» **Problem**: Output the full material exactly as it appears here.

» **Information supplied**:

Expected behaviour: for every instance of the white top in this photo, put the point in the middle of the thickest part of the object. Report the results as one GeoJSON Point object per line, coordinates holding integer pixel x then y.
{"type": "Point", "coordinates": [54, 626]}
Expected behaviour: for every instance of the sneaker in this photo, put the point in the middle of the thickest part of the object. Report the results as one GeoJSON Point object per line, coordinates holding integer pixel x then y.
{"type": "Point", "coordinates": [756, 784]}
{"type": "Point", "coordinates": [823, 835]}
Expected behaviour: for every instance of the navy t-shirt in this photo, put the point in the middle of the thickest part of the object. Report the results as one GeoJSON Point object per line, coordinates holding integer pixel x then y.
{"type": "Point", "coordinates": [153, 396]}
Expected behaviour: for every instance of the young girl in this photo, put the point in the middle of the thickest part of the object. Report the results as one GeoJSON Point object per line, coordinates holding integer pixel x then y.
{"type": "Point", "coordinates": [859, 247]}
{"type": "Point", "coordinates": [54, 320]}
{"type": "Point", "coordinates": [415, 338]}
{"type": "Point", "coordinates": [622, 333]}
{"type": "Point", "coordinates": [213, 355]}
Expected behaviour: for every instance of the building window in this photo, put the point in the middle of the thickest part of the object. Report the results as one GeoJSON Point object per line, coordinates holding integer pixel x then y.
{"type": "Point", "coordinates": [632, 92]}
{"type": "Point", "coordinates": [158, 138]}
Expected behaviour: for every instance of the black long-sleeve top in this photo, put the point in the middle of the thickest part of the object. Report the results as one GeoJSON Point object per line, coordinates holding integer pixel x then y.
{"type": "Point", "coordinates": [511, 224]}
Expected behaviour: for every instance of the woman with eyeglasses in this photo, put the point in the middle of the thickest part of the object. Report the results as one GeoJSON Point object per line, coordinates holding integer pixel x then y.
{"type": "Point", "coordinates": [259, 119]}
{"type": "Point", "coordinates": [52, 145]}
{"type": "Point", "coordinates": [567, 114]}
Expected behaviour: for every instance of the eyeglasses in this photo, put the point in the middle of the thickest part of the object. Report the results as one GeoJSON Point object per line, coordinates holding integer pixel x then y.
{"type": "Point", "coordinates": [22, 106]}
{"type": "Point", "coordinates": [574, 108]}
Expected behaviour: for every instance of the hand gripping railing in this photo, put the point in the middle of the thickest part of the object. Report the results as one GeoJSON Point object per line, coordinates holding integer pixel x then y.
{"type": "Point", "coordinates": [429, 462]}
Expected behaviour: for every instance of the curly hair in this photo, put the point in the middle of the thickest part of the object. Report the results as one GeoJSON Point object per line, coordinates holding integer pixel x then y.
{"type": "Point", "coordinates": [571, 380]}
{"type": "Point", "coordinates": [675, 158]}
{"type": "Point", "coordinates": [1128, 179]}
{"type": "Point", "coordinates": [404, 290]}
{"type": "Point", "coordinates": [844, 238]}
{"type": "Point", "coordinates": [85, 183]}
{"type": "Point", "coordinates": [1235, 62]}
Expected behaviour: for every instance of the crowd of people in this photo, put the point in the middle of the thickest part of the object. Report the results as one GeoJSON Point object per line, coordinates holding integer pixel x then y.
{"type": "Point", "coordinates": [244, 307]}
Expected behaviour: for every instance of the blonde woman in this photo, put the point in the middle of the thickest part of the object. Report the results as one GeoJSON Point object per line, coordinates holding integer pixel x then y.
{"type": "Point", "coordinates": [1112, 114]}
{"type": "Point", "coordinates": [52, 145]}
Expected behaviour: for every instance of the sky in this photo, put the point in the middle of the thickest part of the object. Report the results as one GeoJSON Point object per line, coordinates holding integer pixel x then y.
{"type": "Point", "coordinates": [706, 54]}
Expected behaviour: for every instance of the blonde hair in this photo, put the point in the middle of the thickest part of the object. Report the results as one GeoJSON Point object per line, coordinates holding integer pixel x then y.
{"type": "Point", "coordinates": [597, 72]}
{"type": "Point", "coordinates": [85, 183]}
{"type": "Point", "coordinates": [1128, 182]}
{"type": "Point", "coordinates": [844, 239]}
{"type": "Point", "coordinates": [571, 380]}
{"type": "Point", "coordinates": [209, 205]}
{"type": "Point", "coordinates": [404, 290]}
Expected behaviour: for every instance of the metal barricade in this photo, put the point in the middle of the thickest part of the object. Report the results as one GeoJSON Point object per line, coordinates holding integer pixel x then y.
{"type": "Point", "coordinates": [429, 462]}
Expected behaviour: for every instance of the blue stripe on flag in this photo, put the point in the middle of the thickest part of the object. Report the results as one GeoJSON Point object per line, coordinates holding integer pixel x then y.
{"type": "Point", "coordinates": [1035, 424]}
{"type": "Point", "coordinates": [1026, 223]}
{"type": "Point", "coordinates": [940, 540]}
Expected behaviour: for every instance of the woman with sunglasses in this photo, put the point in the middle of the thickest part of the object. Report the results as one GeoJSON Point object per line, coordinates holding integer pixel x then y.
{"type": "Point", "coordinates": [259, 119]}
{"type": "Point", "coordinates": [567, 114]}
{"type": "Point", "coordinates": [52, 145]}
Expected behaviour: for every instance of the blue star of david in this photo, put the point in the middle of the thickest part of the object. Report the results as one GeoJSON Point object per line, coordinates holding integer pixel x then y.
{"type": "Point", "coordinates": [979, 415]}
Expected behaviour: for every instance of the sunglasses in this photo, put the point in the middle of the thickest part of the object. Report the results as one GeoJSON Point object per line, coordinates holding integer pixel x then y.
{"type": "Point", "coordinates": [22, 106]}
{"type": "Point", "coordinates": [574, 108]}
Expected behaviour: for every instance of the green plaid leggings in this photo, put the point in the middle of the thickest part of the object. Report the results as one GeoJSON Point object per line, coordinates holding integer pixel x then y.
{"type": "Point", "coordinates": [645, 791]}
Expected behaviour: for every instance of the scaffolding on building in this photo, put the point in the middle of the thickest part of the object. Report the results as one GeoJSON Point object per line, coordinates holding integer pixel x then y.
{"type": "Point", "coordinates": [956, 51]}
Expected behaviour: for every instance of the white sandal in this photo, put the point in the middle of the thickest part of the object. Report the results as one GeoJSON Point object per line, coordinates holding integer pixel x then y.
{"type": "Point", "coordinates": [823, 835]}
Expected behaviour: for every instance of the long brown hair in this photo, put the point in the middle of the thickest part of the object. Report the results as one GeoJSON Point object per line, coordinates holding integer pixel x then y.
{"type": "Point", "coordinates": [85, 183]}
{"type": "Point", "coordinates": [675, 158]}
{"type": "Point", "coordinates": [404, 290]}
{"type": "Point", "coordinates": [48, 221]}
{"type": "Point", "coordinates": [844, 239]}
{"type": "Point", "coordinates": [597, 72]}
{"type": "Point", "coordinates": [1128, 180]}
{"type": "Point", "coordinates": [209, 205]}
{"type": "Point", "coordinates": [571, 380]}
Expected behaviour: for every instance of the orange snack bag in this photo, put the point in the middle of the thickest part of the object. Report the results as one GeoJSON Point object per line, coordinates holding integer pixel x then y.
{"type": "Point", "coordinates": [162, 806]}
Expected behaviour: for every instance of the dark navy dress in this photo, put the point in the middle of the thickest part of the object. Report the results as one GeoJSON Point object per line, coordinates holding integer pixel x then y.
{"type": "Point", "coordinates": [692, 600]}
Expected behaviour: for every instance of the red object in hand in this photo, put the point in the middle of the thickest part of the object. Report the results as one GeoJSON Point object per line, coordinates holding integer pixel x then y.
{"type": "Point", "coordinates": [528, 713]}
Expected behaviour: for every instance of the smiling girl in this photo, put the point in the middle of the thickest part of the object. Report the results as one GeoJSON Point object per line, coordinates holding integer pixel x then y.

» **Answer to this problem**:
Expected behaviour: for every instance of the white top in this photo, put the point in the middle of the thickest part of the object. Report the results as one GeoJSON Point object per line, coordinates holding integer pixel x then y.
{"type": "Point", "coordinates": [54, 626]}
Expected behaviour: for every instance of the sneaker in this photo, put the point in the middle of the thickest part of the object. Report the results as one GeoJSON Point object per line, coordinates holding integer pixel x then y.
{"type": "Point", "coordinates": [756, 784]}
{"type": "Point", "coordinates": [823, 835]}
Expected behaviour: for every instance of the navy t-shirt in this photo, put the point in the middle of the thickest part of the object. Report the results as one GeoJSON Point object per line, coordinates holding integer pixel x then y.
{"type": "Point", "coordinates": [153, 396]}
Expected behaviour: for every instance of the young girl in this photo, put the point in the middle of the thickest part of the object. Report the results as one GeoJSON Point object per line, coordinates holding integer pixel x then y.
{"type": "Point", "coordinates": [859, 247]}
{"type": "Point", "coordinates": [54, 320]}
{"type": "Point", "coordinates": [415, 338]}
{"type": "Point", "coordinates": [622, 333]}
{"type": "Point", "coordinates": [213, 355]}
Expected behaviour: for every instance of the building window in this photo, put the point in the middle of the thickest part of the object. Report the results as one GeoJSON Point object per line, coordinates holding integer pixel x then y.
{"type": "Point", "coordinates": [632, 92]}
{"type": "Point", "coordinates": [158, 138]}
Expected behaviour: for every instance of the black long-sleeve top in this photo, put the point in the middle of the thickest part of the object. Report the results as one GeoJSON Point object per line, coordinates holding integer pixel x then y.
{"type": "Point", "coordinates": [511, 224]}
Expected behaviour: for every instance of the woman with eyeglasses in this photo, put the point in the middle of the thickest part of the object. Report the results as one GeoJSON Point object per line, coordinates holding integer pixel x then y.
{"type": "Point", "coordinates": [259, 119]}
{"type": "Point", "coordinates": [52, 145]}
{"type": "Point", "coordinates": [567, 114]}
Expected behaviour: for every instance of the eyeglasses in this photo, put the point in the middle of the thickest part of the object. Report the results as one GeoJSON Point object per line, coordinates holding integer pixel x then y.
{"type": "Point", "coordinates": [22, 106]}
{"type": "Point", "coordinates": [574, 108]}
Expected behaviour: for every instance of the hand gripping railing in this photo, put the point in the middle of the thickest part of the object. Report the results as one GeoJSON Point object per line, coordinates holding integer pixel x then y.
{"type": "Point", "coordinates": [429, 462]}
Expected behaviour: for every instance of the curly hair in this photo, put the point in the middle of the thickest part of the object. Report the results as one GeoJSON Point object per line, coordinates holding integer pixel x then y.
{"type": "Point", "coordinates": [571, 380]}
{"type": "Point", "coordinates": [675, 158]}
{"type": "Point", "coordinates": [1128, 179]}
{"type": "Point", "coordinates": [404, 290]}
{"type": "Point", "coordinates": [844, 238]}
{"type": "Point", "coordinates": [85, 183]}
{"type": "Point", "coordinates": [1235, 62]}
Expected behaviour: for every instance of the crowd of people in this photo, put the point in the middle of the thickest part of the object. Report the results as one GeoJSON Point object per line, coordinates holding integer pixel x then y.
{"type": "Point", "coordinates": [244, 307]}
Expected behaviour: for every instance of the blonde woman in this photo, put the point in the middle of the thickest part of the object. Report the results as one GeoJSON Point object per line, coordinates holding integer pixel x then y.
{"type": "Point", "coordinates": [1112, 114]}
{"type": "Point", "coordinates": [52, 145]}
Expected behaviour: for every instance of the sky in this photo, put the point in the middle of the thickest part of the object. Report the results as one GeoJSON Point object per line, coordinates holding integer pixel x then y.
{"type": "Point", "coordinates": [706, 54]}
Expected behaviour: for every instance of the blonde hair in this photo, put the point in the middle of the thickest part of the object. Report the results as one GeoJSON Point object per line, coordinates holding integer pixel x then y.
{"type": "Point", "coordinates": [597, 72]}
{"type": "Point", "coordinates": [85, 183]}
{"type": "Point", "coordinates": [1128, 182]}
{"type": "Point", "coordinates": [844, 239]}
{"type": "Point", "coordinates": [571, 380]}
{"type": "Point", "coordinates": [209, 205]}
{"type": "Point", "coordinates": [404, 290]}
Expected behaviour: for every instance of the metal barricade in this photo, put the point in the middle of the thickest part of the object. Report the results as one GeoJSON Point object per line, coordinates holding integer pixel x then y.
{"type": "Point", "coordinates": [429, 462]}
Expected behaviour: for every instance of the blue stripe on flag in this photo, put the point in the middle of the thickest part of the object. Report the results as one GeoJSON Point object per line, coordinates holding integer pixel x then y.
{"type": "Point", "coordinates": [1035, 424]}
{"type": "Point", "coordinates": [1026, 223]}
{"type": "Point", "coordinates": [940, 540]}
Expected behaviour: for every instance of the woman with sunglasses in this photo, put the point in the middle of the thickest part of the object. Report the results as one GeoJSON Point object per line, coordinates holding integer pixel x then y.
{"type": "Point", "coordinates": [259, 119]}
{"type": "Point", "coordinates": [567, 114]}
{"type": "Point", "coordinates": [52, 145]}
Expected behaviour: for every instance of the blue star of david in this photo, put the point in the middle of the thickest part of the object. Report the results as one GeoJSON Point object per line, coordinates holding integer pixel x then y.
{"type": "Point", "coordinates": [979, 415]}
Expected behaviour: for every instance of the sunglasses in this photo, put the point in the middle of the thickest part of the object. Report the results as one GeoJSON Point object per line, coordinates holding integer pixel x then y.
{"type": "Point", "coordinates": [22, 106]}
{"type": "Point", "coordinates": [574, 108]}
Expected behaviour: for every instance of the green plaid leggings in this photo, put the point in the middle of the thickest part of the object. Report the results as one GeoJSON Point object per line, coordinates holding integer pixel x then y.
{"type": "Point", "coordinates": [645, 791]}
Expected behaviour: for every instance of the scaffolding on building in this photo, put the point in the middle of the thickest part of the object. Report the results as one GeoJSON Point object per line, coordinates holding integer pixel x then y.
{"type": "Point", "coordinates": [956, 51]}
Expected behaviour: for every instance of the white sandal in this photo, put the point in the middle of the thickest part of the object. Report the results as one GeoJSON Point object per line, coordinates holding integer pixel x then y.
{"type": "Point", "coordinates": [823, 835]}
Expected behaviour: for every instance of the long brown hair in this photo, put the point in the middle of the thickest part of the object. Report the results as one GeoJSON Point object per line, coordinates holding integer pixel x then y.
{"type": "Point", "coordinates": [85, 183]}
{"type": "Point", "coordinates": [675, 158]}
{"type": "Point", "coordinates": [404, 290]}
{"type": "Point", "coordinates": [48, 221]}
{"type": "Point", "coordinates": [844, 239]}
{"type": "Point", "coordinates": [597, 72]}
{"type": "Point", "coordinates": [1128, 180]}
{"type": "Point", "coordinates": [209, 205]}
{"type": "Point", "coordinates": [571, 380]}
Expected behaviour: for every instance of the orange snack bag in this photo, put the point in the middle of the thickest part of the object. Report the results as one GeoJSON Point object per line, coordinates holding integer pixel x then y.
{"type": "Point", "coordinates": [162, 806]}
Expected behaviour: for every instance of the dark navy dress in this photo, put the point in the middle of the thickest part of the object. Report the results as one GeoJSON Point object per line, coordinates holding integer pixel x then y.
{"type": "Point", "coordinates": [692, 600]}
Expected behaviour: for every instance of the red object in hand in this photo, put the point in the middle of the thickest part of the object. Report the results as one GeoJSON Point object per line, coordinates holding integer pixel x then y.
{"type": "Point", "coordinates": [528, 713]}
Expected behaviour: for every instance of the smiling girl in this photo, put the point in the middle of the thickest part of the object. Report the results as one GeoJSON Point object per line, coordinates holding integer pixel x then y.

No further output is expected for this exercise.